## Goal
Pull every line of the data below into your answer word for word, leaving out the pictures.

## Listing
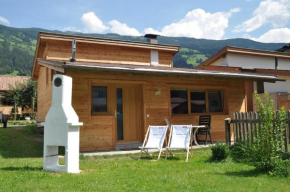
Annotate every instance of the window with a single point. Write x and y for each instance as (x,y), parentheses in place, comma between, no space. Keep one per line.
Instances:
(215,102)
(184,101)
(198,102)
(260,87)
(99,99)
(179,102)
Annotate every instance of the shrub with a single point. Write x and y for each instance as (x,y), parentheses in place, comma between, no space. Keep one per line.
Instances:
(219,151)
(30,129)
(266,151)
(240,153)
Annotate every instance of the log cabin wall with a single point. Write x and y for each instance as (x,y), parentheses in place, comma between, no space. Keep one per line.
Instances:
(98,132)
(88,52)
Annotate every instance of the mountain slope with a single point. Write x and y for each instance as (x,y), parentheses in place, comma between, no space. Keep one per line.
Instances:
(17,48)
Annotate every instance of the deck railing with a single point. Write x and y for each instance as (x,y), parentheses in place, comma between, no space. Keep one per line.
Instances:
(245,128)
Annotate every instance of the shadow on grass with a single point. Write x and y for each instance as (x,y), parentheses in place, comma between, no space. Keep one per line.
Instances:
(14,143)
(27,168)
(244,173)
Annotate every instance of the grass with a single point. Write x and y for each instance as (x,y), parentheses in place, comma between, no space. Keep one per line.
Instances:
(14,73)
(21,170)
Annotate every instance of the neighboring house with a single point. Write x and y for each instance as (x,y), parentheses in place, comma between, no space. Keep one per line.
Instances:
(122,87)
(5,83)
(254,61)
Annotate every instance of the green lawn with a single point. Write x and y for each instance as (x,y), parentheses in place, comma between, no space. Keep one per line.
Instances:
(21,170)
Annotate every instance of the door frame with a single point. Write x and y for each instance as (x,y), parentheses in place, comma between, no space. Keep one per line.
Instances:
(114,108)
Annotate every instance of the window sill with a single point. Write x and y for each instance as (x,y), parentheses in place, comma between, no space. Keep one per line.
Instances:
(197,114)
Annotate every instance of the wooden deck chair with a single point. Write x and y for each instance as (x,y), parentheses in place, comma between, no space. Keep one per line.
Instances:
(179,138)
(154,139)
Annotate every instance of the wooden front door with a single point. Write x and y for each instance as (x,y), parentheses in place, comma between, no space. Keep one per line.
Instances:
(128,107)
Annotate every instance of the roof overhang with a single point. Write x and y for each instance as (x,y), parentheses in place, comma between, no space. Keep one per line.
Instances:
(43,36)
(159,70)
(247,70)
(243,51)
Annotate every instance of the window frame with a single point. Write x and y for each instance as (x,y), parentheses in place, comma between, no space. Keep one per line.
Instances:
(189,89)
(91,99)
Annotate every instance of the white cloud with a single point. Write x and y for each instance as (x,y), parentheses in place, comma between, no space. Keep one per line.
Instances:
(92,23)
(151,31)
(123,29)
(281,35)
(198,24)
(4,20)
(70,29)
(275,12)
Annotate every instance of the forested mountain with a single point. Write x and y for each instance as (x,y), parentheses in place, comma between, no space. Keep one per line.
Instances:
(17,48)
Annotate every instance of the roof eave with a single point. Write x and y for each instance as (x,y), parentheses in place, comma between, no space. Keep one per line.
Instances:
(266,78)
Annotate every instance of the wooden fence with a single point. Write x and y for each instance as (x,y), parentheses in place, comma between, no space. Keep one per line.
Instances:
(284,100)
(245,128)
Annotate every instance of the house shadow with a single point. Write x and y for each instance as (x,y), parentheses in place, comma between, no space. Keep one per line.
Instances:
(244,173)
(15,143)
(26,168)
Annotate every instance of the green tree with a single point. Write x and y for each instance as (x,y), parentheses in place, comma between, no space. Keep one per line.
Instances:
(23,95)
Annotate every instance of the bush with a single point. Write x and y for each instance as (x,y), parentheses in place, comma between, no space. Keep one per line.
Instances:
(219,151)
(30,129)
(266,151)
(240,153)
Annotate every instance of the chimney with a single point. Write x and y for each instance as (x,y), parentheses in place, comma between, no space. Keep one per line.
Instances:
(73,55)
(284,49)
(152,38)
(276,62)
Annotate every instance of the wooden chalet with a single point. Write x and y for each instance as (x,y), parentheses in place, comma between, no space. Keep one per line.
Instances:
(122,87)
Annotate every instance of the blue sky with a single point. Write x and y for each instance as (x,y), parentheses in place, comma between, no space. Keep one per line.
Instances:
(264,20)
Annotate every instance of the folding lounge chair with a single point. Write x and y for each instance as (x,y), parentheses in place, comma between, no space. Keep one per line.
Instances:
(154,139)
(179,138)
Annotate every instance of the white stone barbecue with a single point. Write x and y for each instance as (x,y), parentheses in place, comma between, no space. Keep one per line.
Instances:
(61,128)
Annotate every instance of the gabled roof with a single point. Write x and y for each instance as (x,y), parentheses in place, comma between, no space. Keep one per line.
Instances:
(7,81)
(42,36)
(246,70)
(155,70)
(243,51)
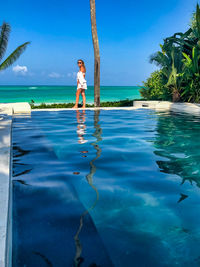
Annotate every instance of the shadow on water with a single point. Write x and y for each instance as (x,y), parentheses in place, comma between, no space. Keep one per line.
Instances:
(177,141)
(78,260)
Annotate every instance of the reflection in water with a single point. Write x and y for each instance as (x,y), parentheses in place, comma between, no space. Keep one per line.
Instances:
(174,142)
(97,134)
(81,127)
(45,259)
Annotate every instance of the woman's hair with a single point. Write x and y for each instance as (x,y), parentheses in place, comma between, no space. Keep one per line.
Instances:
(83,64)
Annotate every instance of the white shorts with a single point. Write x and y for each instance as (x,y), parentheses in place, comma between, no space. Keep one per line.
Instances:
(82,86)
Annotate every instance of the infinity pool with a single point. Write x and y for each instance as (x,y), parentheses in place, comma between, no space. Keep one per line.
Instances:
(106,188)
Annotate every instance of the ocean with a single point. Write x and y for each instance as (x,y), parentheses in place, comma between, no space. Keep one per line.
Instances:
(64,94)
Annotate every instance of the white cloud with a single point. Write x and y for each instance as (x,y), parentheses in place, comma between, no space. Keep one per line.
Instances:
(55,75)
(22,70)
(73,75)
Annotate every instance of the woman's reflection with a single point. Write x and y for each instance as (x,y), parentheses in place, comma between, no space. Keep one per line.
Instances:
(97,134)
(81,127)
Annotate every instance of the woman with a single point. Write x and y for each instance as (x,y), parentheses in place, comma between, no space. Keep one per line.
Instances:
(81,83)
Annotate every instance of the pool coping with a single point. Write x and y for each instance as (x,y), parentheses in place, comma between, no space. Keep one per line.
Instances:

## Output of the exercise
Annotate every instance of the window with a single point. Write x and y for each instance as (x,y), parentheses in place, comma between, no space. Keep one per line.
Instances:
(215,102)
(184,101)
(198,102)
(260,87)
(99,99)
(179,102)
Annotate every instance of the shrub with a single point. Write x and y for each instance as (x,y), parentheses in place, comma between, no space. Keep one per line.
Instances:
(219,151)
(30,129)
(266,151)
(240,153)
Annotate every instance of the log cabin wall with a single point. Write x and y for each instance as (x,y), parentheses in place, comma between, no space. Keep one per line.
Instances:
(98,132)
(88,52)
Annotate every instance of the mountain slope with a single point. Write x and y for each instance as (x,y), parentheses in place, comma between, no space. Keep one per line.
Instances:
(17,48)
Annotate every instance of the deck railing with a single point. Write x and y for each instance as (x,y), parentheses in place, comma between, no space. Keep one per line.
Instances:
(245,128)
Annotate every instance of the shadow on grass with a single point. Write x and y for each instance as (x,y), parentheses in place, comma between, no space. Keep one per line.
Instances:
(14,143)
(27,168)
(244,173)
Annotate every instance of the grass with a single point. Write x and y for each instance as (x,y), parentheses in place, comma between, no space. Keep one per line.
Instances:
(14,73)
(21,170)
Annotate every instance of the neighboring house with a single point. Write x and y for each instance as (x,y), parentheses in place, comma between, no space. Keep one per line.
Instances:
(122,87)
(5,83)
(254,61)
Annotate every instance of the green lawn with a single point. Write x and y for each instance as (x,y), parentheses in place, comma between, no space. Keep one per line.
Instances:
(21,170)
Annotate every instance of the door frame with a single point. Write x and y for each instance as (x,y), parentheses in place, comma between, no space. Keep one per line.
Instances:
(114,108)
Annotate every instance of the window sill with a single point. Write x and y for each instance as (x,y), parentheses in place, comma between, no space. Keep one per line.
Instances:
(197,114)
Annotate every instance of the wooden deck chair with a single point. Write x and y for each instance as (x,y), parentheses in place, comma between, no space. Keep one per line.
Instances:
(179,138)
(154,139)
Annotate every instance of the wooden front door with a single point. Write x and y for each instance as (x,y), parentheses in place, comma between, no space. Keep one per line.
Instances:
(128,107)
Annotate every instance of the roof overhang with a single point. Write x and y for each instance as (x,y), parentheses in place, comma between, no space. Keep one per line.
Instances:
(43,36)
(159,70)
(247,70)
(243,51)
Annotate every instance of the window frame with a single point. Write x and y for each instance as (x,y), parentheses in place, comma between, no space. Keep one per line.
Instances:
(189,89)
(91,99)
Annotate every instance of the white cloud with a single point. Write x and y for each instance as (x,y), parentheses in place, comma between, no space. Keep one per line.
Instances:
(92,23)
(151,31)
(123,29)
(281,35)
(198,24)
(4,20)
(70,29)
(275,12)
Annotate every instance of the forested mountain with a single point. Write x and y for each instance as (x,y), parentheses in place, comma between, no space. Keep one per line.
Instances:
(17,48)
Annotate every instance of the roof eave with a single point. Write x and y for each instance as (x,y), parentheses in place, comma between, no space. Keep one per line.
Instances:
(266,78)
Annotate every instance of the wooden fence with a single point. Write x and y for each instance as (x,y), parentheses in place, comma between, no space. Keep one per line.
Instances:
(284,100)
(245,128)
Annotate every instance of the house shadow with a single point. Write x and y for each instance as (x,y), parentheses in place, comma between, no space. Keep one per line.
Instances:
(244,173)
(15,143)
(26,168)
Annotate every instance of the green tree with a single point. Write x and y for each instance as (x,y), parentheses in place, comma between, no space. Keep one per line.
Instances:
(23,95)
Annotate every instance of the bush with a single point. Write x and y for each instance as (x,y), parentheses in place, comma between, no space. Keep one per line.
Instances:
(219,151)
(30,129)
(266,151)
(240,153)
Annotate every instance of the chimney with a single point. Write x and y for each instance as (x,y), parentheses in place, comma between, no space. Keep one per line.
Instances:
(73,55)
(284,49)
(152,38)
(276,62)
Annotate every instance of the wooden chalet with a single point. Write x and y for each instance as (x,y), parentheses in place, comma between, no space. Keep one per line.
Instances:
(122,87)
Annotate every instance of the blue sky with a single point. Write x and y for each instance as (x,y), parentheses in place, comma between, no space. Keep one per line.
Instances:
(264,20)
Annotate every instance of the folding lounge chair with a single point. Write x and y for each instance as (x,y), parentheses in place, comma between, no space. Keep one per line.
Instances:
(154,139)
(179,138)
Annotate every instance of the white stone barbecue with a single point. Write x and y for each instance as (x,y), parentheses in place, comma between, no space. Keep one per line.
Instances:
(61,128)
Annotate every instance of the gabled roof with a single point. Write x and y for each instance as (x,y), parentheses in place, comma between, no space. Keep one per line.
Instances:
(7,81)
(42,36)
(246,70)
(155,70)
(243,51)
Annotate every instance of the shadow on water with a single point. Write x and y for each instance as (x,y), parentheses in place, comma between, no space. Keep one per line.
Instances:
(177,141)
(78,260)
Annotate every instance of the reflection in water with a single point. Write x and y for each instance as (x,y), parentheses in place, comma between, no space. Keep one per line.
Instances:
(174,142)
(97,134)
(81,127)
(45,259)
Annotate every instance of the woman's hair with a single point. Write x and y for each instance as (x,y), parentheses in place, comma between, no space. Keep one per line.
Instances:
(83,64)
Annotate every instance of the white shorts with a single point. Write x and y for each instance as (x,y), parentheses in place, comma between, no space. Keep one per line.
Instances:
(82,86)
Annotate every instance of the infinity pool with a single point. Write x and y for each instance as (x,y), parentheses in place, comma between, no space. Keep one per line.
Instances:
(106,188)
Annotate every instance of the ocean with a single point. Write x and y for each instance as (x,y), parentheses in place, comma between, no space. Keep one per line.
Instances:
(64,94)
Annotate every instance of the white cloud with a single point. Write x and y for each instance as (x,y), parentheses in place, comma between, no space. Keep one per line.
Instances:
(55,75)
(22,70)
(73,75)
Annotate every instance of the woman's reflection with a single point. Write x and y for each instance as (x,y), parentheses in place, comma between, no space. Keep one per line.
Instances:
(97,134)
(81,127)
Annotate every instance of the woman with a single point. Write x and y for each instance as (x,y), parentheses in place, comma between, no space. Keep one per line.
Instances:
(81,83)
Annotate every instance of the pool coping with a single point. Write x and y for each instance as (x,y), parentheses in place, comma between, no space. Keep one per line.
Instances:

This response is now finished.